_Work instructions_.
(1) Summarize the forum post about the microwave damper flap in two sentences.
(2) Write the next part of the forum post about the microwave damper flap, picking up after its last sentence.
* BEGIN Source text *
# OTS Microwave/Exhaust - Damper Flap



## Suncrest79 (Mar 3, 2009)

I am in the process of installing an over-the-stove combination microwave/exhaust vent. I am venting it outside through the roof. I had to move the stove about 1.5 feet to the right, so now the vent pipe has a couple of turns (elbows) instead of venting straight up to the roof. On the roof there is a simple mushroom cap over the pipe to prevent water from entering.

On the top of the microwave there is a metal damper flap that opens when the exhaust is turned on. The instructions say that I have to cut the corners of the flap because I am using a Rectangular-to-Round transition adapter. Otherwise the flap may not open all the way. But I was wondering if I need the damper flap at all.

I realize that the flap is there for a purpose - basically to stop outside air from entering. However, since there are now two 90 degree bends in the pipe, and because there is a mushroom cap on top, I was wondering if the air entering from outside would be minimal. 

Outside air would basically have to go up under the mushroom cap, down the pipe, take two 90 degree turns, go down through the top of the microwave, probably bend one more time inside the microwave, and finally come out at the bottom of the microwave.
* END Source text *
* BEGIN Given records *
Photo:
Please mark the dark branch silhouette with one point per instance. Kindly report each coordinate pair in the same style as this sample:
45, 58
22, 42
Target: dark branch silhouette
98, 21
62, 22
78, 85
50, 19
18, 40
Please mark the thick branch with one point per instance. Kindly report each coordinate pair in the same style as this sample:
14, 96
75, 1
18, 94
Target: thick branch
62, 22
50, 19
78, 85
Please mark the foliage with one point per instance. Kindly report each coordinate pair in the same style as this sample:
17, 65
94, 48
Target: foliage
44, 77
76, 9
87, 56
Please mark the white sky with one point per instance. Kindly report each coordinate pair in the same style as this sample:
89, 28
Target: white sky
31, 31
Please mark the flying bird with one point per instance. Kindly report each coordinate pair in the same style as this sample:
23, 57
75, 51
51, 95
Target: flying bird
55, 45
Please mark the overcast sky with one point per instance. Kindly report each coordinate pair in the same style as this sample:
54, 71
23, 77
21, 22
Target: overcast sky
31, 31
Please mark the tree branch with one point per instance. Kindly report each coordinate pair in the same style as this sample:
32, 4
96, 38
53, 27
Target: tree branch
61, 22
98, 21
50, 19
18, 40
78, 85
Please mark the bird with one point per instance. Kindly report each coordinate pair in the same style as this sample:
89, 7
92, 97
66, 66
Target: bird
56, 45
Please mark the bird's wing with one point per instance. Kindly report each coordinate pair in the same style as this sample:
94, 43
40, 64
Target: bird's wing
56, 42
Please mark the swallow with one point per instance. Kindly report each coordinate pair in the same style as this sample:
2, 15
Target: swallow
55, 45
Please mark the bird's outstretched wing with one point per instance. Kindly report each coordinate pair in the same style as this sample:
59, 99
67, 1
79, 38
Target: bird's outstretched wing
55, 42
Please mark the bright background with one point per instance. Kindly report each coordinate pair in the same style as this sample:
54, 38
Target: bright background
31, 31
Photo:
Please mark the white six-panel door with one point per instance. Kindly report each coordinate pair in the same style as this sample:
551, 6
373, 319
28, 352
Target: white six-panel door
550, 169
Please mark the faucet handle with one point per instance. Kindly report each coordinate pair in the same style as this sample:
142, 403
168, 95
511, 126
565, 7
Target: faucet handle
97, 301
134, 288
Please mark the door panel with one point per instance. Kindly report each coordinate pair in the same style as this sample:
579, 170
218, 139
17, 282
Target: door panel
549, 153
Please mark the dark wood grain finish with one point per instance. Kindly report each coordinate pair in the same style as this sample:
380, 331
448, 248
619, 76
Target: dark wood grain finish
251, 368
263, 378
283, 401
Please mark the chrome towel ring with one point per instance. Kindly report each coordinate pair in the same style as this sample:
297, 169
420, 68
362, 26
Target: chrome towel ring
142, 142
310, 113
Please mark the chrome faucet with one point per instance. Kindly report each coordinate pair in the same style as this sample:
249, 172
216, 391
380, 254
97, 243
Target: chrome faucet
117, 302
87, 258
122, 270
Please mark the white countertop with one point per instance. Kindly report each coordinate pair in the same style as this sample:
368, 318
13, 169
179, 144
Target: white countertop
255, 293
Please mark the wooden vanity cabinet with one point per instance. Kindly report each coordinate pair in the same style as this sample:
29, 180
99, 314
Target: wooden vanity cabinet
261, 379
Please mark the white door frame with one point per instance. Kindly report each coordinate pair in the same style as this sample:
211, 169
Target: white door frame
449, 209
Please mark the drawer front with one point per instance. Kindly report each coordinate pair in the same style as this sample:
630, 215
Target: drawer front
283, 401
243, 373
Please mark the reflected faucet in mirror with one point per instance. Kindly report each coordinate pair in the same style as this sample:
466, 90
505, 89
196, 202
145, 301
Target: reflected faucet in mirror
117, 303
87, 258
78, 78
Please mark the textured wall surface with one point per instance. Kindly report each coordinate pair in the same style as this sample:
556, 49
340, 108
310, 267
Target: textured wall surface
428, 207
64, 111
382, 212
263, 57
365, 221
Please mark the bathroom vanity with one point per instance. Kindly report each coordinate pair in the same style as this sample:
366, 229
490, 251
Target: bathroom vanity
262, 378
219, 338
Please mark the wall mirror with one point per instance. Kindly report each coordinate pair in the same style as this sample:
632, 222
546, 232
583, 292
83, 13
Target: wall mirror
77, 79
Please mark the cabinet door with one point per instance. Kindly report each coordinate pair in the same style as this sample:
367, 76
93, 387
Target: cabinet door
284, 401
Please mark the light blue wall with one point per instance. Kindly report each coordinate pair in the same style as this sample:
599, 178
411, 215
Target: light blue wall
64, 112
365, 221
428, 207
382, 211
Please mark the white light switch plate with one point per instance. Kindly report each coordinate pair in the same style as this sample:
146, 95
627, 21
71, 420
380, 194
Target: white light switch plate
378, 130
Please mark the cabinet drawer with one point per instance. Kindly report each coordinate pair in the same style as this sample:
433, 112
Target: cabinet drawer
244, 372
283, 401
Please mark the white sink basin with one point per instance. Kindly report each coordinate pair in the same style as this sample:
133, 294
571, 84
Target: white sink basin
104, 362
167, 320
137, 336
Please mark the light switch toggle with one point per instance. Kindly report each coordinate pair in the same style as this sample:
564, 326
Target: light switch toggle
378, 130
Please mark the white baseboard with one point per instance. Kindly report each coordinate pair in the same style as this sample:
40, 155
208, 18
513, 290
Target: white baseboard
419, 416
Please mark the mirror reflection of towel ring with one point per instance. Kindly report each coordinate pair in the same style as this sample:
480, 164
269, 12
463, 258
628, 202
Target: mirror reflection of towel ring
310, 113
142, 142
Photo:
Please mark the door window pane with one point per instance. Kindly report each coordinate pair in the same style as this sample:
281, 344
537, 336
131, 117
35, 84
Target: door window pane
* END Given records *
_Task responses_.
(1) The poster is installing an over-the-stove microwave/exhaust vent that runs through the roof, with a couple of elbows in the pipe after moving the stove and a mushroom cap on top. Because the instructions say the damper flap's corners must be cut to fit a rectangular-to-round adapter, the poster wonders whether the flap is needed at all, since the bends and cap might keep incoming outside air minimal.

(2)
*Does anyone think that in that type of situation the flap is worth it?* I don't think it would stop bugs from getting in, since it is partially open anyway. It's only a very thin metal flap, and it does not close all the way, except possibly in very windy conditions.

*So does anyone think I should just permanently remove the damper flap on top of the microwave?* It looks like it would be pretty easy to just rip it right out. Then there will be no problems with it getting stuck or not operating properly.

Any advice would be greatly appreciated.

Thanks - Joe


----------



## applianceman (Mar 26, 2009)

If I were installing your microwave as a professionally (you were paying me) I would install the flap if at all possible only discarding it as a last resort because of air from the outside coming in. I think you need it but if you are doing this for yourself you can discard it and may not tell a difference.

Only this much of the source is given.